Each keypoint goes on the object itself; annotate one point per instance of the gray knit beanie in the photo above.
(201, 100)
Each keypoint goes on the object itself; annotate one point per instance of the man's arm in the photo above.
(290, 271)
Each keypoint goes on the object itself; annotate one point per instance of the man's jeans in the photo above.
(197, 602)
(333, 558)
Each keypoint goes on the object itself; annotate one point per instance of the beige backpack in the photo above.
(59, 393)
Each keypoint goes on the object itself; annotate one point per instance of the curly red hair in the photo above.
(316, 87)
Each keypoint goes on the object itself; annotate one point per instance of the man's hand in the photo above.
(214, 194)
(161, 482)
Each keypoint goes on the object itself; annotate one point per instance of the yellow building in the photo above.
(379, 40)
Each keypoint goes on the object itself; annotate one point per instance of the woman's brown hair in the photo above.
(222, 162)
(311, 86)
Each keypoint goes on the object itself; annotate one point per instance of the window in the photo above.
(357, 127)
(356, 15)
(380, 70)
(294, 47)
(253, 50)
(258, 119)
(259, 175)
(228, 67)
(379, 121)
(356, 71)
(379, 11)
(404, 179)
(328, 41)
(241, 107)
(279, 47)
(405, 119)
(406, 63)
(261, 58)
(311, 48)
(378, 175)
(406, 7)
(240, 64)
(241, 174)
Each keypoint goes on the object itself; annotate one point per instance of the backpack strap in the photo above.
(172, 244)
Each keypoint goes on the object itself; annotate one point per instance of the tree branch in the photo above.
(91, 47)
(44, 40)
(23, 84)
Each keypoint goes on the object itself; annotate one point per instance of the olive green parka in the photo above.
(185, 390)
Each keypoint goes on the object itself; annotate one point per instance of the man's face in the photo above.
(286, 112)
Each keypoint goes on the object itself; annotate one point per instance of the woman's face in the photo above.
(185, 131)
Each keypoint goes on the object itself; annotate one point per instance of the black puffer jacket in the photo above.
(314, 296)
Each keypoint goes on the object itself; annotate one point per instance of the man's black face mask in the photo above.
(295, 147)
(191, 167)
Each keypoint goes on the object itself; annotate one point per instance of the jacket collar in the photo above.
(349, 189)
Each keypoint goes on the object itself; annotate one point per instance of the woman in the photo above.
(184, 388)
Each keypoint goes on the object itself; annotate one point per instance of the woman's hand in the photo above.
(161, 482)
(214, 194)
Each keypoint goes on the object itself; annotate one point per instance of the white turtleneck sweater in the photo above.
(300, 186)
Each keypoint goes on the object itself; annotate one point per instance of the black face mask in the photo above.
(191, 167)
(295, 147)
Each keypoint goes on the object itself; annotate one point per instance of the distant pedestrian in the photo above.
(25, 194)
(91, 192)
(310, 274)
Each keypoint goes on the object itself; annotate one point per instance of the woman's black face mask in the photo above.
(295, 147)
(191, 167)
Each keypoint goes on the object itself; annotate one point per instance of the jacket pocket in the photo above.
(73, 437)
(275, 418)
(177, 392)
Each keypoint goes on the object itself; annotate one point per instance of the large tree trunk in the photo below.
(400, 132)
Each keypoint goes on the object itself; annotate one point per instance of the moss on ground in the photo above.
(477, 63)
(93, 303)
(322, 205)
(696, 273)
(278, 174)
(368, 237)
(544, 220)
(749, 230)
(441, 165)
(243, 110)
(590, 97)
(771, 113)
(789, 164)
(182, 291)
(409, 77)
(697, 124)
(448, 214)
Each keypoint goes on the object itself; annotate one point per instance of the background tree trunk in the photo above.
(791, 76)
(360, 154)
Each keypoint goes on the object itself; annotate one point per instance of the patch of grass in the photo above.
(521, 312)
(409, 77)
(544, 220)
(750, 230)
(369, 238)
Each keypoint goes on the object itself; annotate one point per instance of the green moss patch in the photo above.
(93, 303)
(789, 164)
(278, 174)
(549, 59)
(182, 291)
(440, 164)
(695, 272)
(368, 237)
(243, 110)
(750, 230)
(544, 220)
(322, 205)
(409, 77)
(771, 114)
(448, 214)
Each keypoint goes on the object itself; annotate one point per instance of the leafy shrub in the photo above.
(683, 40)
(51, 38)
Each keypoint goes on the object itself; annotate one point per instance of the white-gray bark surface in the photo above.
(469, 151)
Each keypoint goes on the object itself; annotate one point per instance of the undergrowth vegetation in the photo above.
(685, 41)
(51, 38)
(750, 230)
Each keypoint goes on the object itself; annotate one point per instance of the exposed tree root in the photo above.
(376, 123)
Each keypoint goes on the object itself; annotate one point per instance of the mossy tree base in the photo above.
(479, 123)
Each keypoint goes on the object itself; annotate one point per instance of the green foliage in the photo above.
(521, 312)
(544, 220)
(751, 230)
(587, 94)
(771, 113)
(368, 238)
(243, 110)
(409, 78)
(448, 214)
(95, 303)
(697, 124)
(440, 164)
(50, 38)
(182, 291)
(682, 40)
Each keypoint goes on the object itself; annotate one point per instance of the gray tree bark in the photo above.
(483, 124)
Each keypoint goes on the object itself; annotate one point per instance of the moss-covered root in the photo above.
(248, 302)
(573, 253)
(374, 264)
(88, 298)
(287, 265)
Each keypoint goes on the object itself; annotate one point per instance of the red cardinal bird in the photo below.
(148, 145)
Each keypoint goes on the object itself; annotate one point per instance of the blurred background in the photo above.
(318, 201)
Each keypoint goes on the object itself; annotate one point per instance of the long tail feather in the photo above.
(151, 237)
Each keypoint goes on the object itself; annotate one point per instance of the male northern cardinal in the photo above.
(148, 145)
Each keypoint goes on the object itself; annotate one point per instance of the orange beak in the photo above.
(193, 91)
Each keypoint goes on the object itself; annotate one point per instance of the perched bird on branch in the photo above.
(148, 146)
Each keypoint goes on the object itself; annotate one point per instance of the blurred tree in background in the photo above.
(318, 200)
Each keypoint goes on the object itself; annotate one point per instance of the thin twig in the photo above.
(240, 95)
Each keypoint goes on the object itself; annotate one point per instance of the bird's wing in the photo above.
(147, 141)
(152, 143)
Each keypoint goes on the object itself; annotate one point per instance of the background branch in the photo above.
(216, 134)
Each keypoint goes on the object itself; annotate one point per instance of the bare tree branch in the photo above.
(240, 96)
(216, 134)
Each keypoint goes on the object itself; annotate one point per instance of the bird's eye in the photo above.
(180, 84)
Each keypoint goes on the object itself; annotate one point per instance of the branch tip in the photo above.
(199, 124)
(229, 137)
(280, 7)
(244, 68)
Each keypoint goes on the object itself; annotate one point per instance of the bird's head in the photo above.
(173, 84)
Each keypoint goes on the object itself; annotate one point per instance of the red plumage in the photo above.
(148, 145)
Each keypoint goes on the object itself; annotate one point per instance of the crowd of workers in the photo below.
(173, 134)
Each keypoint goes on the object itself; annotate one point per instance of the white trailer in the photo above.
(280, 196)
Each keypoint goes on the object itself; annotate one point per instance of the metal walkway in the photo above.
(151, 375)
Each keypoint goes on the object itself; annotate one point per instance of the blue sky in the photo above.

— Short task —
Output all of the material exactly as written.

— Reply —
Each keypoint goes on the object itself; annotate one point per instance of the gray knit beanie in the photo above.
(201, 100)
Each keypoint goes on the object itself; annotate one point per instance of the man's arm in the photo above.
(290, 271)
Each keypoint goes on the object itself; annotate one point per instance of the man's jeans in the photo above.
(197, 602)
(333, 558)
Each keypoint goes on the object itself; annotate one point per instance of the beige backpack in the photo above.
(59, 393)
Each keypoint goes on the object itself; annotate one point per instance of the curly red hair in the photo above.
(316, 87)
Each keypoint goes on the object itself; annotate one point per instance of the man's hand in the photo above.
(214, 194)
(161, 482)
Each keypoint goes on the object itself; annotate one point per instance of the yellow building in the photo above.
(379, 40)
Each keypoint goes on the object itself; annotate one point per instance of the woman's brown hair in the photo above.
(222, 162)
(311, 86)
Each keypoint goes on the object itself; annotate one point per instance of the window in the photo above.
(357, 127)
(356, 15)
(380, 70)
(294, 47)
(253, 50)
(258, 119)
(259, 175)
(228, 67)
(379, 121)
(356, 71)
(379, 11)
(404, 179)
(328, 41)
(241, 107)
(279, 47)
(405, 119)
(406, 63)
(261, 58)
(311, 48)
(378, 175)
(406, 7)
(240, 64)
(241, 174)
Each keypoint goes on the object itself; annotate one point per instance of the backpack strap in the photo above.
(172, 244)
Each keypoint goes on the object itself; annotate one point per instance of the tree branch in the photo above.
(91, 47)
(44, 40)
(23, 84)
Each keypoint goes on the object itself; annotate one point per instance of the olive green parka in the photo above.
(185, 390)
Each keypoint goes on the object itself; annotate one point per instance of the man's face in the photo above.
(286, 112)
Each keypoint goes on the object itself; annotate one point per instance of the woman's face in the photo above.
(185, 131)
Each keypoint goes on the object itself; annotate one point per instance of the black puffer jacket in the photo above.
(314, 296)
Each keypoint goes on the object itself; annotate one point per instance of the man's black face mask in the photo above.
(295, 147)
(191, 167)
Each keypoint goes on the object itself; annotate one point per instance of the jacket collar in the photo above.
(349, 189)
Each keypoint goes on the object itself; annotate one point per instance of the woman in the photo above.
(184, 388)
Each keypoint goes on the object itself; annotate one point per instance of the woman's hand in the photo above.
(161, 482)
(214, 194)
Each keypoint goes on the object itself; annotate one point per instance of the white turtleneck sweater in the photo above.
(300, 186)
Each keypoint goes on the object itself; annotate one point per instance of the black face mask in the photo above.
(191, 167)
(295, 147)
Each keypoint goes on the object itself; annotate one point per instance of the distant pedestrian in the photo above.
(25, 194)
(91, 192)
(310, 274)
Each keypoint goes on the object itself; annotate one point per instance of the woman's black face mask in the photo above.
(295, 147)
(191, 167)
Each keypoint goes on the object itself; annotate one point per instance of the jacket pocket in the photo above.
(73, 437)
(275, 418)
(177, 392)
Each keypoint goes on the object itself; annotate one point per instance of the large tree trunk in the photo below.
(400, 132)
Each keypoint goes on the object itself; annotate one point per instance of the moss on ground in the photo above.
(477, 63)
(93, 303)
(322, 205)
(696, 273)
(278, 174)
(368, 237)
(544, 220)
(749, 230)
(441, 165)
(243, 110)
(590, 97)
(771, 113)
(789, 164)
(182, 291)
(409, 77)
(697, 124)
(448, 214)
Each keypoint goes on the object itself; annotate one point per instance of the background tree trunk in the photo above.
(791, 76)
(360, 154)
Each keypoint goes on the object itself; annotate one point per instance of the patch of grass in the photo above.
(521, 312)
(409, 77)
(544, 220)
(750, 230)
(369, 238)
Each keypoint goes on the object itself; annotate one point per instance of the green moss patch in the photo above.
(93, 303)
(789, 164)
(278, 174)
(549, 59)
(182, 291)
(440, 164)
(695, 272)
(368, 237)
(243, 110)
(750, 230)
(544, 220)
(322, 205)
(409, 77)
(771, 114)
(448, 214)
Each keypoint goes on the object itself; annotate one point per instance of the leafy shrub in the photo above.
(683, 40)
(51, 38)
Each keypoint goes on the object itself; annotate one point per instance of the white-gray bark surface in the photo above.
(469, 151)
Each keypoint goes on the object itself; annotate one point per instance of the undergrowth vegetation in the photo above.
(685, 41)
(51, 38)
(750, 230)
Each keypoint goes on the object itself; annotate one point per instance of the exposed tree root in the photo above.
(376, 123)
Each keypoint goes on the object itself; annotate one point per instance of the mossy tree base in the photo above.
(479, 123)
Each keypoint goes on the object itself; annotate one point per instance of the green foliage in the photo above.
(521, 312)
(544, 220)
(751, 230)
(587, 94)
(771, 113)
(368, 238)
(243, 110)
(409, 78)
(448, 214)
(95, 303)
(697, 124)
(440, 164)
(50, 38)
(182, 291)
(682, 40)
Each keypoint goes on the object itself; annotate one point per instance of the gray tree bark in the photo above.
(483, 124)
Each keypoint goes on the object itself; annotate one point per instance of the moss-covered root in the photo above.
(248, 302)
(573, 253)
(374, 264)
(88, 298)
(287, 265)
Each keypoint goes on the object itself; annotate one point per instance of the red cardinal bird in the photo below.
(148, 145)
Each keypoint goes on the object itself; annotate one point per instance of the blurred background in the photo above.
(318, 201)
Each keypoint goes on the object itself; annotate one point per instance of the long tail feather in the photo above.
(151, 237)
Each keypoint goes on the object itself; annotate one point per instance of the male northern cardinal in the photo above.
(148, 145)
Each keypoint goes on the object itself; annotate one point per instance of the orange beak in the photo above.
(193, 91)
Each keypoint goes on the object itself; annotate one point per instance of the perched bird on branch in the photo above.
(148, 146)
Each keypoint goes on the object itself; annotate one point per instance of the blurred tree in background in the photo above.
(318, 200)
Each keypoint goes on the object itself; annotate one point per instance of the thin twig in the photo above.
(240, 95)
Each keypoint goes on the object itself; annotate one point per instance of the bird's wing in the photo above.
(147, 141)
(152, 143)
Each keypoint goes on the object itself; annotate one point per instance of the background branch in the photo above.
(216, 134)
Each keypoint goes on the object itself; annotate one point per instance of the bare tree branch in the photo above.
(240, 96)
(216, 134)
Each keypoint goes on the object itself; annotate one point per instance of the bird's eye in the photo above.
(180, 84)
Each keypoint goes on the object itself; annotate one point per instance of the branch tip in the photo above.
(199, 124)
(229, 137)
(280, 7)
(244, 68)
Each keypoint goes on the object itself; annotate one point per instance of the bird's head in the photo above.
(173, 84)
Each keypoint goes on the object itself; annotate one point per instance of the red plumage in the photo above.
(148, 145)
Each keypoint goes on the object itself; annotate one point per instance of the crowd of workers in the photo below.
(173, 134)
Each keypoint goes on the object itself; annotate one point per instance of the white trailer in the photo above.
(280, 196)
Each keypoint goes on the object itself; annotate one point per instance of the metal walkway in the photo above.
(151, 375)
Each keypoint goes on the object itself; annotate one point per instance of the blue sky in the photo above.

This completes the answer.